Exercise instructions
According to the tabletop game story below, how much were the goods taken from the town worth when the party sold them at a black market?

Extract to read
However we had one specific member of our Party, a Sorcerer named Zukaro Travon with the Homebrew race of Robot Fox (Or how he spells it "Robawt Fox! ;A;") decided to explore on his own.


This ultimately led him under a Bridge, where he ran into a group of druggies... Who for some reason had an entire barrel worth of the stuff.
Zukaro decided he was to take this barrel and dump it all into the river the Bridge was running over.
Why? Because "I wanted to see the fishes get high!"

Note: Whenever I put something in Orange like that, it's his own words.

After which he soon had to return to the Party because the others found their lead, and were heading deep underground to deal with the Cult.
Fast forward past a fairly epic Necromancer Dungeon later, and we return to the town of Toti.
Only to find every single inhabitant of the town is high, because Zukaro apparently spiked the entire towns water supply.

At first our part was just confused, and decided to keep Zukaro on close watch as a result...
But then we made the mistake of stopping by an Inn, where Zukaro instantly casted a fireball on the Inn's ceiling because "I was curious! I wanted to see if the Inn would catch on fire!".

And much like a forest fire, the fire on the Inn very quickly spread to other buildings.
And the town's residents were all too stoned to even react to this. In fact it likely slowed them down because they liked the light show.
So... Our brave, adventurous and Good Aligned party does what anyone of their calibre would do.

Rob the entire town

My Strength Crazy Orc Urik made short work of some walls, vault doors etc and with the others help and their bags of holding hauled as much gold, valuables etc as possible before it became too dangerous to stick around.
Then fast forward a few months later, where we finally found a black market with the gold to buy all these goods... It ended up being worth over a million gold. :3

 
I played my first Pathfinder game last weekend! There were four of us, two others besides myself were also brand new.

Shape annotation entries
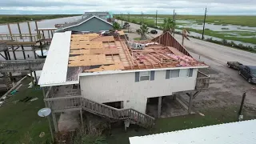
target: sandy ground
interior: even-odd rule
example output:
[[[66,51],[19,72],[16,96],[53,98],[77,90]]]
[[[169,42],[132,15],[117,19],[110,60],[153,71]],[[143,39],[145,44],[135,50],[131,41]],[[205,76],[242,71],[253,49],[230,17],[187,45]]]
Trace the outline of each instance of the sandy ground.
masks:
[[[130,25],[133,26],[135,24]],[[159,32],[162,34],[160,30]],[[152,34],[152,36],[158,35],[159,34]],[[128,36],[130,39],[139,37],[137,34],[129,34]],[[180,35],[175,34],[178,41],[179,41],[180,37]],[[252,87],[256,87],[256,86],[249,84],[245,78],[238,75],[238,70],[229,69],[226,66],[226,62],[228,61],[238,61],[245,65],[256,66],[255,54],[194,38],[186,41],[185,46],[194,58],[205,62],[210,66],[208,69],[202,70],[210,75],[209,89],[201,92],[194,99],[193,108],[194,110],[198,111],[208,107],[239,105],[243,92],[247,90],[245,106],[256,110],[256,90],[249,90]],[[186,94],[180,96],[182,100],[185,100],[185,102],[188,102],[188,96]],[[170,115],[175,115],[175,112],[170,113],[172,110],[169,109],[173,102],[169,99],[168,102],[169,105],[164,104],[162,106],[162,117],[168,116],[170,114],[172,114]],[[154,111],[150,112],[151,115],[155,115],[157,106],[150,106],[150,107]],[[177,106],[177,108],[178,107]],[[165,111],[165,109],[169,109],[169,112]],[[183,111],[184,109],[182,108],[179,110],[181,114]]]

* * *

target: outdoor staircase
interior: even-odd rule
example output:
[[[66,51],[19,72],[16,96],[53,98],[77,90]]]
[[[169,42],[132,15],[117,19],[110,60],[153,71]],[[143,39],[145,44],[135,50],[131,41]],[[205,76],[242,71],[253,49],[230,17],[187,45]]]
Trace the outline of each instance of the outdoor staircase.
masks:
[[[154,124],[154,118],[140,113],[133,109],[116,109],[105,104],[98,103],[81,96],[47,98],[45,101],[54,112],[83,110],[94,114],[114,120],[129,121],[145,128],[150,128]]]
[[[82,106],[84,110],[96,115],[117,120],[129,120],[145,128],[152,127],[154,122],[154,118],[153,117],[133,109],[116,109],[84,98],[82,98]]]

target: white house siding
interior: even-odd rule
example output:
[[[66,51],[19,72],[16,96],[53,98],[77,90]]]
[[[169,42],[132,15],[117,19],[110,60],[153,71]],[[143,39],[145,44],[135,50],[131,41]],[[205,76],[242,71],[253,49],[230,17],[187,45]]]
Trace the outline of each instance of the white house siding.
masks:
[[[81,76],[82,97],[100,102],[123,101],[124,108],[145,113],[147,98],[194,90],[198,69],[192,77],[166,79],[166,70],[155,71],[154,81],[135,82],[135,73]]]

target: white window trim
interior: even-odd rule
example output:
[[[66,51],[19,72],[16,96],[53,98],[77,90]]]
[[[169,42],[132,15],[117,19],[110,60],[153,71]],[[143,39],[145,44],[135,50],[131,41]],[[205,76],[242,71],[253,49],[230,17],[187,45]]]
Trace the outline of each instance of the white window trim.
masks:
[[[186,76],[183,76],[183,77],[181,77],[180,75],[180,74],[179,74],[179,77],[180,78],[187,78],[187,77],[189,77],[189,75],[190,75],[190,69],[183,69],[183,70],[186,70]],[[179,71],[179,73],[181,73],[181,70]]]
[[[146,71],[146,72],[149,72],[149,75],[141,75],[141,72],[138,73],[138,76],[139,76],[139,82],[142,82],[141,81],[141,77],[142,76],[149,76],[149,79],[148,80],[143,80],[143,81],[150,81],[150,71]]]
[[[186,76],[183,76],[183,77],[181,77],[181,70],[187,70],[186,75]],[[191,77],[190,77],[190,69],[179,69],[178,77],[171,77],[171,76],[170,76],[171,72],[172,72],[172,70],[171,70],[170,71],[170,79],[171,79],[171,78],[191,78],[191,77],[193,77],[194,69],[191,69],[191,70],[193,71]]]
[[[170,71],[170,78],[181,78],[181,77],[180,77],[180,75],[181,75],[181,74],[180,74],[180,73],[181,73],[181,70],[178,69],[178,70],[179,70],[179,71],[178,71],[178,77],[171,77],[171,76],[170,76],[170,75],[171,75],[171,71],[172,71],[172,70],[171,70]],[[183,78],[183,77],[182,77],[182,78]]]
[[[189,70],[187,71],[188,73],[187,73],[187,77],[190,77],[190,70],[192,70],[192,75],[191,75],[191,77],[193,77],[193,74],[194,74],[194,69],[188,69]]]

Response
Over a million gold.